[Items from a data source]
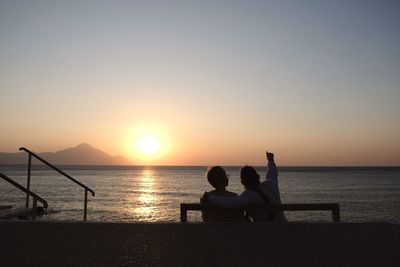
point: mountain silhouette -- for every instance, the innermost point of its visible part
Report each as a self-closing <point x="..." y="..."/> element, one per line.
<point x="82" y="154"/>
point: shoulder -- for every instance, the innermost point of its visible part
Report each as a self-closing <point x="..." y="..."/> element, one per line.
<point x="231" y="194"/>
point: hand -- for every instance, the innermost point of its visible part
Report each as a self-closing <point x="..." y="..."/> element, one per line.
<point x="270" y="157"/>
<point x="204" y="198"/>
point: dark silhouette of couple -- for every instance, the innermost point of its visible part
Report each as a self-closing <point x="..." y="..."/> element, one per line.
<point x="255" y="193"/>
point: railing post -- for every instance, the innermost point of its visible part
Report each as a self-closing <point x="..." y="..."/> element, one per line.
<point x="28" y="181"/>
<point x="183" y="213"/>
<point x="85" y="207"/>
<point x="34" y="209"/>
<point x="336" y="213"/>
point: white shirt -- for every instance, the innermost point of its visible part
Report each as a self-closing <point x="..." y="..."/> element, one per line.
<point x="269" y="188"/>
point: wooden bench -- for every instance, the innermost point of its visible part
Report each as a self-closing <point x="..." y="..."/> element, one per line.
<point x="334" y="207"/>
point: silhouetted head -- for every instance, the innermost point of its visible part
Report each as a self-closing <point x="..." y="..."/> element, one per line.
<point x="217" y="177"/>
<point x="249" y="177"/>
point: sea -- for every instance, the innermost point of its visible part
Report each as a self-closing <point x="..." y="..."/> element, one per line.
<point x="154" y="193"/>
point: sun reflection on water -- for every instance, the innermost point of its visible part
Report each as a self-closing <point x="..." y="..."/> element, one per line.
<point x="144" y="204"/>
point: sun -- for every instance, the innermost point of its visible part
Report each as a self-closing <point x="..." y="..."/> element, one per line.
<point x="148" y="145"/>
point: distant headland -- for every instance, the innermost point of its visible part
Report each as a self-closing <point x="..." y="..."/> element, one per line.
<point x="82" y="154"/>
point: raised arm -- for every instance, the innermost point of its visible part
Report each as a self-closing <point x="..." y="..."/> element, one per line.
<point x="272" y="170"/>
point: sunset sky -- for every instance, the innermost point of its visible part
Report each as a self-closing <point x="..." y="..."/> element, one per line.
<point x="212" y="82"/>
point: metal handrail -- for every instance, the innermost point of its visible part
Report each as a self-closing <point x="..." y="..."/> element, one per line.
<point x="28" y="192"/>
<point x="30" y="153"/>
<point x="334" y="207"/>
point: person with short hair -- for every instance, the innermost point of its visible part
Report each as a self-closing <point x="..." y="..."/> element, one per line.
<point x="256" y="192"/>
<point x="218" y="178"/>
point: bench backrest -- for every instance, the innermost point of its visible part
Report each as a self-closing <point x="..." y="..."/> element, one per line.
<point x="334" y="207"/>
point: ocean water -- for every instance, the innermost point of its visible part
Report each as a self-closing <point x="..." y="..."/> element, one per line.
<point x="153" y="194"/>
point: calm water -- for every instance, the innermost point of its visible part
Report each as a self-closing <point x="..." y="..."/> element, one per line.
<point x="154" y="193"/>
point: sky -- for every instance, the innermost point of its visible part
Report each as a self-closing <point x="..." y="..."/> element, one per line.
<point x="213" y="82"/>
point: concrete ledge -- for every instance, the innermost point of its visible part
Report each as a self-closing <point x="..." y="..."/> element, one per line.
<point x="198" y="244"/>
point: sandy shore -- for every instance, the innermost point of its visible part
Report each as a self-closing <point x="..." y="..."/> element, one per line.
<point x="175" y="244"/>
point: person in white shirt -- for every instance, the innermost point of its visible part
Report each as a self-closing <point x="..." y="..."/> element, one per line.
<point x="256" y="192"/>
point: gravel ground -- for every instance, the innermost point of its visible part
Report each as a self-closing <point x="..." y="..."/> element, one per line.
<point x="25" y="243"/>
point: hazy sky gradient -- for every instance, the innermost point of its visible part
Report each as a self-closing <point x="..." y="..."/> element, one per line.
<point x="317" y="82"/>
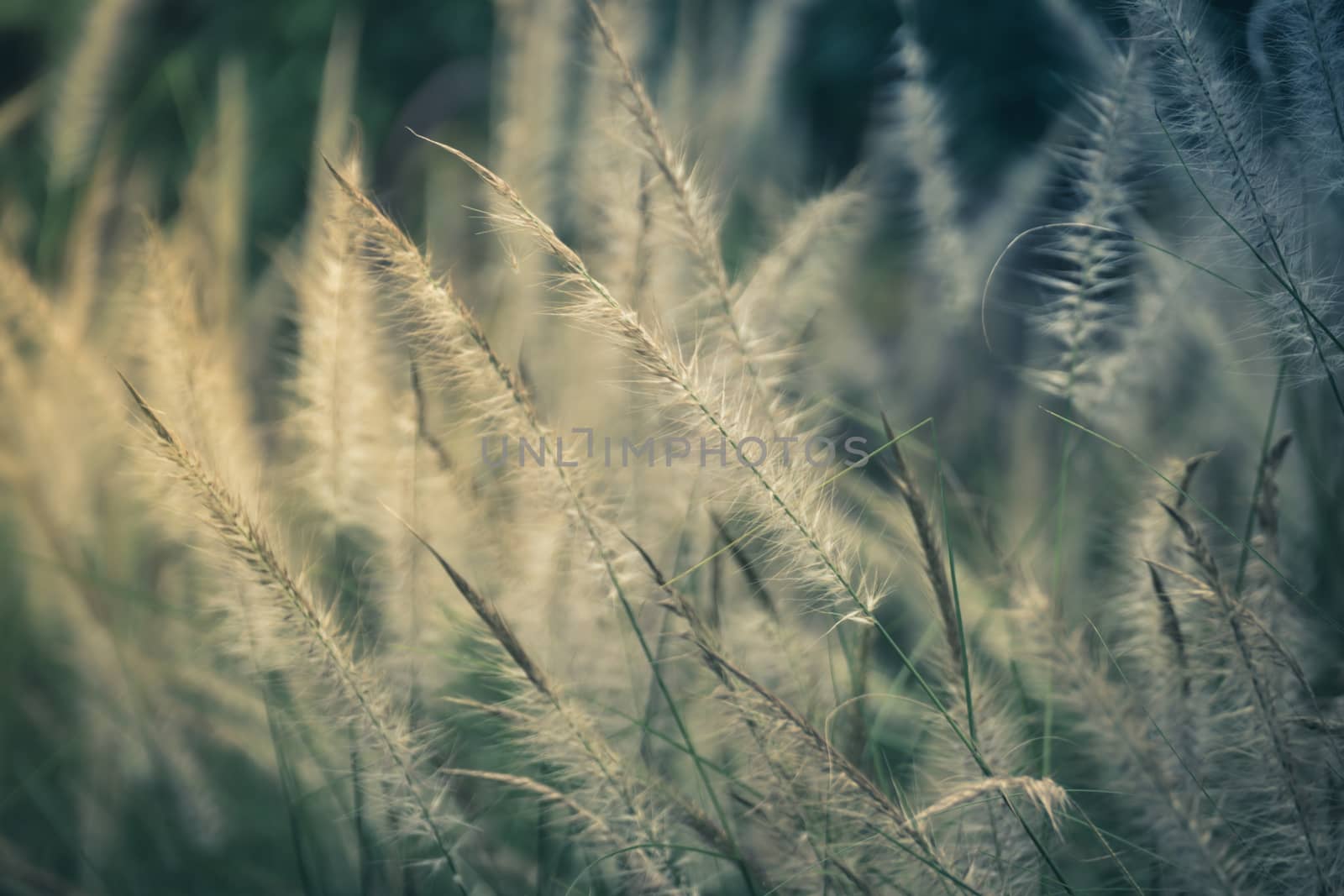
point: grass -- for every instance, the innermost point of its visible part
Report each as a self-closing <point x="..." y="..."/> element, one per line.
<point x="279" y="621"/>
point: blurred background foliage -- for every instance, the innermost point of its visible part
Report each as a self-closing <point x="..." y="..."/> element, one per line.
<point x="1005" y="63"/>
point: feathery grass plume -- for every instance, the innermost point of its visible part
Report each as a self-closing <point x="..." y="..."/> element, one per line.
<point x="638" y="815"/>
<point x="921" y="137"/>
<point x="1173" y="817"/>
<point x="445" y="317"/>
<point x="827" y="566"/>
<point x="1294" y="822"/>
<point x="790" y="506"/>
<point x="308" y="626"/>
<point x="1297" y="49"/>
<point x="84" y="96"/>
<point x="1209" y="117"/>
<point x="696" y="219"/>
<point x="531" y="136"/>
<point x="192" y="364"/>
<point x="340" y="382"/>
<point x="1086" y="264"/>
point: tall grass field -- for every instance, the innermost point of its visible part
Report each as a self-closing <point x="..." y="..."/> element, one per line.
<point x="601" y="496"/>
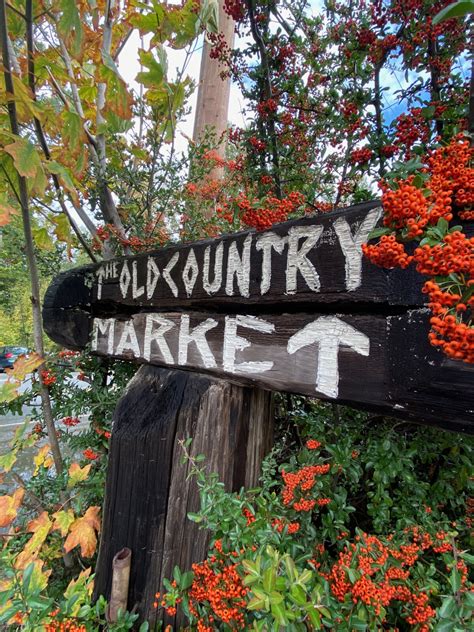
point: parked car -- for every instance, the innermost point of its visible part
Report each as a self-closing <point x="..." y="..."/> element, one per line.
<point x="8" y="355"/>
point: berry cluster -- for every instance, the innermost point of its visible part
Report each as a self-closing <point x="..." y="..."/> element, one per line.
<point x="416" y="214"/>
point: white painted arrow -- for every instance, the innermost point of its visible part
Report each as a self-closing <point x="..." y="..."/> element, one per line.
<point x="329" y="333"/>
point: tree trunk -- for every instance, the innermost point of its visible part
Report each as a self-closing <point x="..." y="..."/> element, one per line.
<point x="148" y="494"/>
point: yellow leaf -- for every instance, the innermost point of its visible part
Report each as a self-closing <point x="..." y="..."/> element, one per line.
<point x="62" y="521"/>
<point x="40" y="527"/>
<point x="81" y="588"/>
<point x="43" y="458"/>
<point x="27" y="107"/>
<point x="78" y="473"/>
<point x="83" y="533"/>
<point x="8" y="390"/>
<point x="25" y="157"/>
<point x="9" y="506"/>
<point x="8" y="460"/>
<point x="24" y="365"/>
<point x="38" y="578"/>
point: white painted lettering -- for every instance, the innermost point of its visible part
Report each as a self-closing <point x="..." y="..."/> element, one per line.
<point x="190" y="272"/>
<point x="128" y="340"/>
<point x="152" y="276"/>
<point x="329" y="333"/>
<point x="100" y="279"/>
<point x="297" y="259"/>
<point x="136" y="291"/>
<point x="153" y="334"/>
<point x="234" y="343"/>
<point x="125" y="278"/>
<point x="212" y="288"/>
<point x="266" y="243"/>
<point x="101" y="327"/>
<point x="239" y="266"/>
<point x="351" y="245"/>
<point x="167" y="274"/>
<point x="198" y="336"/>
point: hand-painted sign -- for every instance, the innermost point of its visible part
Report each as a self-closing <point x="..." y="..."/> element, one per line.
<point x="345" y="333"/>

* _EXERCISE GOAL_
Give a verbatim transcription of the entries, leaving out the pictures.

* _RESPONSE TO THE TASK_
point: mountain silhouette -- for every instance, the innermost point of its visible part
Report each as a self-closing <point x="..." y="..."/> element, one per line.
<point x="82" y="154"/>
point: shoulder -- for every instance, the innermost point of its visible part
Report each as a self-closing <point x="..." y="..."/> element, one per line.
<point x="231" y="194"/>
point: hand -- for every instance, the innermost point of its visible part
Report each as a self-closing <point x="..." y="..."/> element, one per line.
<point x="270" y="157"/>
<point x="204" y="198"/>
point: dark silhouette of couple -- for every instance, the innermost point of its visible part
Report each as a self-closing <point x="..." y="..."/> element, one per line.
<point x="255" y="193"/>
point: railing post -- for every instance, the innermost point of its visible part
Report each as a self-closing <point x="..." y="..."/> element, one per line.
<point x="28" y="181"/>
<point x="183" y="213"/>
<point x="85" y="207"/>
<point x="34" y="209"/>
<point x="336" y="213"/>
point: white shirt -- for every instance, the innermost point of its visible part
Report each as a self-closing <point x="..." y="..."/> element, one per line.
<point x="269" y="188"/>
point: wooden bench -- for every instance, the innermost point of its visible part
Report each as a self-closing <point x="..." y="..."/> element, one per line.
<point x="334" y="207"/>
point: silhouetted head -- for every instance, the innermost point of its visible part
Report each as a self-closing <point x="..." y="..."/> element, one per line.
<point x="217" y="177"/>
<point x="249" y="177"/>
point: sea -- for every instance, the innermost point of its visible part
Report each as a self-closing <point x="..." y="..."/> element, one per line.
<point x="154" y="193"/>
point: sun reflection on water -- for every instance, the innermost point of its visible part
Report each as a self-closing <point x="..." y="..."/> element, one per line.
<point x="144" y="204"/>
point: sun -- for every instance, the innermost point of its visible part
Report each as a self-closing <point x="..." y="..."/> element, one per line.
<point x="148" y="145"/>
point: distant headland -- for every instance, the innermost point of its visible part
Report each as a self-closing <point x="..." y="..."/> element, one per line.
<point x="82" y="154"/>
point: raised arm -- for every instance, the innermost point of its visible part
Report each as a self-closing <point x="..." y="..."/> element, one per line.
<point x="272" y="170"/>
point: sunset sky -- for every instance, the innermost point of its visible part
Report each as a self-closing <point x="..." y="..."/> element, one per line.
<point x="212" y="82"/>
point: metal handrail -- for every instance, the innermost point of its visible part
Report each as a self-closing <point x="..." y="..."/> element, one per line.
<point x="28" y="192"/>
<point x="30" y="153"/>
<point x="334" y="207"/>
point: person with short hair -- for every instance, the innermost point of its visible part
Report each as a self-closing <point x="..." y="..."/> element, one per line.
<point x="256" y="192"/>
<point x="218" y="178"/>
point: bench backrest -- for every instance, the innermost point of its visible part
Report each as a self-closing <point x="..." y="..."/> element, one per line.
<point x="334" y="207"/>
point: ocean water -- for every instance, the innermost point of its visible part
Report each as a self-closing <point x="..." y="..."/> element, one per line.
<point x="153" y="194"/>
point: calm water -- for every instance, the innermost point of its visible part
Report each as a self-closing <point x="..." y="..."/> element, one per line.
<point x="154" y="193"/>
point: sky -- for every instance, the innermost point of its visible part
Report each as a self-closing <point x="..." y="..."/> element, one per line.
<point x="213" y="82"/>
point: concrete ledge -- for every instance, the innermost point of its visible part
Report each as a self-closing <point x="..." y="..."/> element, one per line.
<point x="198" y="244"/>
point: sandy shore -- for every instance, the innermost point of its visible part
Report each as a self-closing <point x="..." y="..."/> element, one per line.
<point x="175" y="244"/>
point: person in white shirt -- for every instance, the innermost point of its visible part
Report each as a self-closing <point x="..." y="..."/> element, one per line.
<point x="256" y="192"/>
point: gravel ground -- for every instance, the innermost point of its visible part
Report each as a self-closing <point x="..." y="..."/> element, one per line.
<point x="25" y="243"/>
point: hazy sky gradient -- for every instance, the innermost point of its visible part
Report each as a self-closing <point x="..." y="..."/> element, one per line.
<point x="317" y="82"/>
point: grass -- for every instance, the innermost point of its visible part
Report each as a self-closing <point x="..." y="..."/> element, one per line.
<point x="279" y="621"/>
point: blurred background foliage -- for every instance, the innermost point of its visible part
Report each as a self-closing <point x="..." y="..."/> element, one per line.
<point x="1005" y="63"/>
point: feathery grass plume -- for every instance, the innermost point of its visible part
Report each as a self-closing <point x="..." y="..."/> element, one per line.
<point x="638" y="815"/>
<point x="921" y="137"/>
<point x="1173" y="817"/>
<point x="445" y="317"/>
<point x="827" y="566"/>
<point x="1294" y="822"/>
<point x="790" y="506"/>
<point x="308" y="626"/>
<point x="1297" y="49"/>
<point x="84" y="96"/>
<point x="1209" y="117"/>
<point x="696" y="219"/>
<point x="531" y="136"/>
<point x="192" y="364"/>
<point x="340" y="382"/>
<point x="1086" y="264"/>
point: tall grass field -- for every instance, the innermost point of its visible part
Report each as a self-closing <point x="..." y="..."/> element, one per line.
<point x="601" y="496"/>
point: parked car -- for every instance, the innermost point of its visible part
Report each as a self-closing <point x="..." y="..."/> element, one per line.
<point x="8" y="355"/>
point: berry cluster -- for every instance, the innermost point of its visible part
Report each as a self-closing <point x="..." y="..."/> element, one per line.
<point x="416" y="214"/>
point: white painted arrow -- for every instance, the innermost point of its visible part
Report each as a self-closing <point x="..." y="..."/> element, one per line.
<point x="329" y="333"/>
point: tree trunk -- for every instance, the innermost point of its visible part
Report each as a self-closing <point x="..." y="..."/> element, one per line.
<point x="148" y="494"/>
point: yellow leaf -- for every instance, the innermost point of its visible part
Report each as a self-closing <point x="..." y="..."/> element, one per line.
<point x="62" y="521"/>
<point x="40" y="527"/>
<point x="81" y="588"/>
<point x="43" y="458"/>
<point x="27" y="107"/>
<point x="78" y="473"/>
<point x="83" y="533"/>
<point x="8" y="390"/>
<point x="25" y="157"/>
<point x="9" y="506"/>
<point x="8" y="460"/>
<point x="24" y="365"/>
<point x="38" y="578"/>
point: white painted lettering -- for every instance, the innermost point of its visible part
Report each as a self-closing <point x="..." y="..."/> element, one per line.
<point x="190" y="272"/>
<point x="128" y="340"/>
<point x="152" y="276"/>
<point x="329" y="333"/>
<point x="100" y="279"/>
<point x="297" y="259"/>
<point x="136" y="291"/>
<point x="153" y="334"/>
<point x="234" y="343"/>
<point x="125" y="278"/>
<point x="212" y="288"/>
<point x="266" y="243"/>
<point x="101" y="327"/>
<point x="239" y="266"/>
<point x="351" y="245"/>
<point x="167" y="274"/>
<point x="198" y="336"/>
point: hand-painted sign -- for every instance, the innermost point of its visible part
Report each as a self-closing <point x="..." y="..."/> element, one per line.
<point x="345" y="333"/>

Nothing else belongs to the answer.